> ROWS

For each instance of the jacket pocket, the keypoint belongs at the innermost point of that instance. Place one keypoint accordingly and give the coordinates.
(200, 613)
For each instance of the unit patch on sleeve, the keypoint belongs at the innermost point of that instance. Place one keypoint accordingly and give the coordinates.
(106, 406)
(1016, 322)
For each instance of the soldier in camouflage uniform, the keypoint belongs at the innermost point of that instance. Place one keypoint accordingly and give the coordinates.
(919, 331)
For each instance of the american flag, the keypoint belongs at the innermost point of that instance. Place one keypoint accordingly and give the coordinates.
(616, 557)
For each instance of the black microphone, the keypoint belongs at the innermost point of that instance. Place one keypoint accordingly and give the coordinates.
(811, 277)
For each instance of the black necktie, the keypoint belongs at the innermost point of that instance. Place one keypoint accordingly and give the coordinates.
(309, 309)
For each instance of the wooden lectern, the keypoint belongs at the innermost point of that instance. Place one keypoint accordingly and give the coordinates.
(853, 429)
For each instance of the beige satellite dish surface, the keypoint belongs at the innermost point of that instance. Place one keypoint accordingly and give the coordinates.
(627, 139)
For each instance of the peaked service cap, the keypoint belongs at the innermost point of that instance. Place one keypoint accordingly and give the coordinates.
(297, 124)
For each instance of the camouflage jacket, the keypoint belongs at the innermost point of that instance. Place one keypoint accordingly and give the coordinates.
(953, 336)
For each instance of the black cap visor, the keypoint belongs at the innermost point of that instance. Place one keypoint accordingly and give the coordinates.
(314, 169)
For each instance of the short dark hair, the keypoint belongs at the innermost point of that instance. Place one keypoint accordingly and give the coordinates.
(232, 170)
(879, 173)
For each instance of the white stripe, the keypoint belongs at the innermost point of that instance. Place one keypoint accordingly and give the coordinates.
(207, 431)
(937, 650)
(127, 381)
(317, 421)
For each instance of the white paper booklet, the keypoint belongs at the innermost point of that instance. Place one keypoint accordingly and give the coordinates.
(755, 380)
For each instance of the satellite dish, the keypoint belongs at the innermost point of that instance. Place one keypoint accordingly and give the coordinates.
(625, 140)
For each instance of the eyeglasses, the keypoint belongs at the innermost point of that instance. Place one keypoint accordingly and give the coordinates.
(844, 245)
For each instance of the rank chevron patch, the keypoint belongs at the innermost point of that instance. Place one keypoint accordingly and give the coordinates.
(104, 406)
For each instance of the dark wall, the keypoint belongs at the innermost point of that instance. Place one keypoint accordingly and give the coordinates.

> DIRECTION
Rewrite the records from the line containing "For each instance of the rank" through the end of the records, changing "innermost" to "central" and leaving everything else as it is. Return only those lines.

> WORKED ANSWER
For each instance of the rank chevron patch, the keypoint belongs at the central point of that instance. Place one keypoint accordingly and give the coordinates.
(104, 406)
For each instance of the dark wall, the keypoint belongs at the central point of that instance. Place one keypoint accordingly and give the coordinates.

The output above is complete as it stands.